• _Compito da svolgere_
Secondo l'estratto della fonte, quale dispositivo affidato in uso esclusivo al dipendente è stato oggetto di accesso da parte della multinazionale?

***** Estratto della fonte

Nel caso in esame, un dipendente di una multinazionale si era rivolto all’Autorità lamentando l’illegittimo trattamento di dati personali da parte della società per avere acquisito informazioni, anche personali, dalle email e dal telefono aziendale in uso al lavoratore durante il rapporto professionale e dopo il suo licenziamento.

In particolare, il dipendente lamentava:

  1. l’operatività, anche dopo la cessazione del rapporto di lavoro con la società, dell’account di posta elettronica aziendale, senza informare i terzi mittenti che le comunicazioni non venivano più visionate dal destinatario ma da altri soggetti;
  2. la mancata comunicazione da parte della società della possibilità di acquisire e conservare dati personali contenuti nella casella di posta elettronica e nel personal computer dei dipendenti;
  3. l’accesso da parte della multinazionale al dispositivo smartphone affidato in uso esclusivo al dipendente, con presa visione e scaricamento di file personali (es. foto) attinenti alla vita privata del lavoratore.
  4. l’accesso, dopo l’interruzione del rapporto di lavoro, alla stanza assegnata al dipendente al fine di raccogliere gli effetti personali del lavoratore senza la sua autorizzazione.

Dopo le dichiarazioni di replica della società, il Garante Privacy ha affermato che: “la società in qualità di titolare ha effettuato (e tutt’ora effettua) operazioni di trattamento di dati personali riferiti al reclamante ˗ nonché ad altri dipendenti ˗ sia in costanza del rapporto di lavoro che successivamente alla sua cessazione, che risultano per alcuni profili non conformi alla disciplina in materia di protezione dei dati personali”.

Premesso che dagli atti è risultato violato l’obbligo del titolare del trattamento di fornire una preventiva informativa all’interessato in ordine alle caratteristiche essenziali del trattamento, con riferimento ai trattamenti effettuati sulla posta elettronica aziendale dopo la cessazione del rapporto di lavoro, il Garante, seguendo il solco di precedenti pronunce, ha precisato che “gli account riconducibili a persone identificate o identificabili devono essere rimossi previa disattivazione degli stessi e contestuale adozione di sistemi automatici volti ad informare i terzi ed a fornire a questi ultimi indirizzi alternativi riferiti all’attività professionale del titolare del trattamento”.

**********
***** Materiale

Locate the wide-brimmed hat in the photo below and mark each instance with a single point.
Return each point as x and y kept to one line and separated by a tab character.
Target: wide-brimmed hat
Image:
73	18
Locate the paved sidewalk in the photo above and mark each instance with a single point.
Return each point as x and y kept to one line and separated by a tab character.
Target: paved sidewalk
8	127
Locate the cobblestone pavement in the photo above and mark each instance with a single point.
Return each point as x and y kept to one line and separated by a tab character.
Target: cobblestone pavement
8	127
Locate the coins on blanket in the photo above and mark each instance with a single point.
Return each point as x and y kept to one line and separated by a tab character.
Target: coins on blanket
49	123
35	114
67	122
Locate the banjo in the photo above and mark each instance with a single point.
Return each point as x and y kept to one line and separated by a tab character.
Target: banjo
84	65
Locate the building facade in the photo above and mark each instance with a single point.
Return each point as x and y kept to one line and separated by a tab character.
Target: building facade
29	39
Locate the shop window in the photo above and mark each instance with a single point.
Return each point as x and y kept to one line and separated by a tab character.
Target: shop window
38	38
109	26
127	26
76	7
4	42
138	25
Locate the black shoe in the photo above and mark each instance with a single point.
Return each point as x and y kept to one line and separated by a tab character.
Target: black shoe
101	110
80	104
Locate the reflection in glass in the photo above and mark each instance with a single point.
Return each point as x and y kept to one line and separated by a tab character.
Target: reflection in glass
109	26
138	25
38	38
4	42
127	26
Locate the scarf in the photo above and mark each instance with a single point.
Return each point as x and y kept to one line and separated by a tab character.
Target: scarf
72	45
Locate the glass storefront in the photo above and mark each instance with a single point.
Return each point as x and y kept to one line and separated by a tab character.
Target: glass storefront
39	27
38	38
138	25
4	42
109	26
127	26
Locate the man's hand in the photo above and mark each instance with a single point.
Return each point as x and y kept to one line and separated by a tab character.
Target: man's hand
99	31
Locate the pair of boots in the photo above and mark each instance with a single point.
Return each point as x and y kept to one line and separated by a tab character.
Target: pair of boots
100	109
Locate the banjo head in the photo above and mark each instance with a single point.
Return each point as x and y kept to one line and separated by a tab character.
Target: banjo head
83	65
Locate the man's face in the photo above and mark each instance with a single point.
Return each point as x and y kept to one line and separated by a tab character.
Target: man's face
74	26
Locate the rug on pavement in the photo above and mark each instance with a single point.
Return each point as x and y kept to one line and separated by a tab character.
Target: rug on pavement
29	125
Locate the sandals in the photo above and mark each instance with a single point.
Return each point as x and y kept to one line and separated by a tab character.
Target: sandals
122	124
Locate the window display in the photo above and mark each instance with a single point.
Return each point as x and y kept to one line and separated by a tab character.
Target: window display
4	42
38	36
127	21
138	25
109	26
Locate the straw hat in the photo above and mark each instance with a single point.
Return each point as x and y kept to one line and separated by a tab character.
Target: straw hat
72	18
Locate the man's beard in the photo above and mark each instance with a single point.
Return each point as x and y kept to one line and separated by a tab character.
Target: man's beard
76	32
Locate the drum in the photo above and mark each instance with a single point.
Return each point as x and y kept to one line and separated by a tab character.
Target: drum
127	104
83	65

**********

• _Risultato_
Lo smartphone.